■ **DOCUMENT EXCERPT**
----------------------------------------

Review of African Art and Agency in the Workshop, by Sidney Kasfir and Till Förster (Eds). Indiana University Press. 2013. 410pp. ISBN 978-0-253-00741-4 (pb). £19.99, $27.00

The odd thing about this book is that it seems so quiet, that more has not been made of it in the art historical world, that both of its editors have been quite tight lipped about it, that it hasn’t received the publicity that it should have. This is a very good book, and however involved the process of putting it together has been, the end result should inform students of African art history for some time to come.

This is all the more so because the book offers modest ambition. There are few panegyrics of theoretical exposition offered here, and where they are they feel oddly out of place with the overall aims of the volume. Rather, what this book offers is a systematic documentation, through carefully constructed case studies, of the place of work in the making of African art. That this is important is because this work has so often been ignored in favour of an art history that places the “connoisseurship of contextual meaning” before the work of the work of art. It is an art history that has forgotten that all art is a “pure practice.” What this volume also demonstrates is that the work of the work of art is often hidden by markets that profit from this labour.

At the same time the book offers an understanding of the way in which the ground of African art historical studies is changing. From role of the work of art in the forms of political cosmology as witnessed by Nicolas Agenti in chapter two through to “workshops” of Oshogbo discussed by Chika Okeke-Agulu in chapter six (and forgive this critic’s West African bias, comparison could be made across a number of chapters) the book bears witness to the way in which artistic production, and the circumstances of that production change across the continent.

----------------------------------------

■ **GIVEN EXERCISE A**
In the rows, rewrite the stretch from the row containing "of the rocky" through the last row, changing every "drill" to "exercise" and leaving everything else as it is.
■ **GIVEN EXERCISE B**
Continue the book review from the end of its last paragraph.

----------------------------------------

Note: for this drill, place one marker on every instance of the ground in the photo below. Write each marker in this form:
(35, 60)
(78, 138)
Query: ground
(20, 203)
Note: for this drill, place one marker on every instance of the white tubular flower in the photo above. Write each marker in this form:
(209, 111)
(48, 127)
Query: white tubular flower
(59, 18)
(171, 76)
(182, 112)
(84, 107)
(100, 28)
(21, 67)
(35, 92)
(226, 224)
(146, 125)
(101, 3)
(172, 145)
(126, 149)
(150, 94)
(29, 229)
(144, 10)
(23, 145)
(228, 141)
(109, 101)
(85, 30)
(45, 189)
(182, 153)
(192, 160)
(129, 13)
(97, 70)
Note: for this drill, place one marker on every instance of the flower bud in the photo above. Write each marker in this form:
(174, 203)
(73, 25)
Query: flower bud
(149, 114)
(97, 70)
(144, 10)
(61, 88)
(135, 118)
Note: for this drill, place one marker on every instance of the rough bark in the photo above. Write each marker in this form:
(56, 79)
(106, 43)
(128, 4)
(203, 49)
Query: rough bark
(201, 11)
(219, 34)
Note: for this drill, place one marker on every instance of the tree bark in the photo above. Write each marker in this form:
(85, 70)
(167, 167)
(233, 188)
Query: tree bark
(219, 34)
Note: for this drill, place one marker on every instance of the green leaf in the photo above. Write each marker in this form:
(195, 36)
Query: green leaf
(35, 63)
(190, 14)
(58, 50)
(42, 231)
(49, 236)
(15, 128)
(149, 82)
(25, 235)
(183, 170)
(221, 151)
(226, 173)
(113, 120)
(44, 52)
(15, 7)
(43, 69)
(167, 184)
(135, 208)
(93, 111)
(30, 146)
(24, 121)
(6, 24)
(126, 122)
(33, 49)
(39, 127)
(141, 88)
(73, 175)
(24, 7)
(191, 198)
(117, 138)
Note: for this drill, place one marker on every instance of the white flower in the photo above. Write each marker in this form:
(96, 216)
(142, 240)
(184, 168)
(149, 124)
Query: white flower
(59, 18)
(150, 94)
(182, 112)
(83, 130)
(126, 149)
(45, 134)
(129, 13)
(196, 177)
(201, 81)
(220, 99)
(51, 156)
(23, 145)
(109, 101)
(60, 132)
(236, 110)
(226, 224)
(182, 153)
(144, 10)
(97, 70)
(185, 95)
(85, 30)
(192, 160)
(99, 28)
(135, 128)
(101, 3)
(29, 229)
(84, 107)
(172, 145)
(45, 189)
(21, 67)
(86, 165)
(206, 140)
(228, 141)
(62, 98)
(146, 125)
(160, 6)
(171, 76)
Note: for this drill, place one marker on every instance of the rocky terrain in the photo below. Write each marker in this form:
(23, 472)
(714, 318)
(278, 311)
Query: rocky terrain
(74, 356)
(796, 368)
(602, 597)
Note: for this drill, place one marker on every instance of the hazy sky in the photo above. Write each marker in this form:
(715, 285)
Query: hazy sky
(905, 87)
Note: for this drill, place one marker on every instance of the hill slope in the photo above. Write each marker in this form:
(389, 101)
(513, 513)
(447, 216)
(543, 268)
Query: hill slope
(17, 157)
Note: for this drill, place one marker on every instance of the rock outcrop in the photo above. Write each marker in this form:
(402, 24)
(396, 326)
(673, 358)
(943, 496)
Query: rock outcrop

----------------------------------------

■ **EXERCISE OUTPUT A**
Note: for this exercise, place one marker on every instance of the rocky terrain in the photo below. Write each marker in this form:
(23, 472)
(714, 318)
(278, 311)
Query: rocky terrain
(74, 356)
(796, 368)
(602, 597)
Note: for this exercise, place one marker on every instance of the hazy sky in the photo above. Write each marker in this form:
(715, 285)
Query: hazy sky
(905, 87)
Note: for this exercise, place one marker on every instance of the hill slope in the photo above. Write each marker in this form:
(389, 101)
(513, 513)
(447, 216)
(543, 268)
Query: hill slope
(17, 157)
Note: for this exercise, place one marker on every instance of the rock outcrop in the photo above. Write each marker in this form:
(402, 24)
(396, 326)
(673, 358)
(943, 496)
Query: rock outcrop

■ **EXERCISE OUTPUT B**
What is strikingly clear is that the formulations of an African art history are in flux; that in the terms of an art history, the commentators are not entirely sure what is actually going on. This might seem like a fundamental criticism of the subject, but, in the terms of this volume, as set by this book, it is undoubtedly not. Rather it should be regarded as a celebration of an artistic diversity that refuses any easy categorisation.   Presented here, through each chapter, are local understandings of the way in which artistic production in Africa is generated. Undoubtedly, given the rubric within which the volume was produced, the attention is on the collective, the workshop, and this rubric seemingly denies access to the various wider social situations within which the work of art might exist. Yet the clarity of localism presented here begins to give bones to what an African art history might look like if that art history can ignore the pressure to present itself as a supplement to an anthropology of culture, or indeed an African cultural studies.   Again, this is not to ignore the contribution of a number of authors who seem to be working toward a model of culture that finds its manifestation in industry and entrepreneurship, but this is surely, in itself, a reflect of practice “on the ground.”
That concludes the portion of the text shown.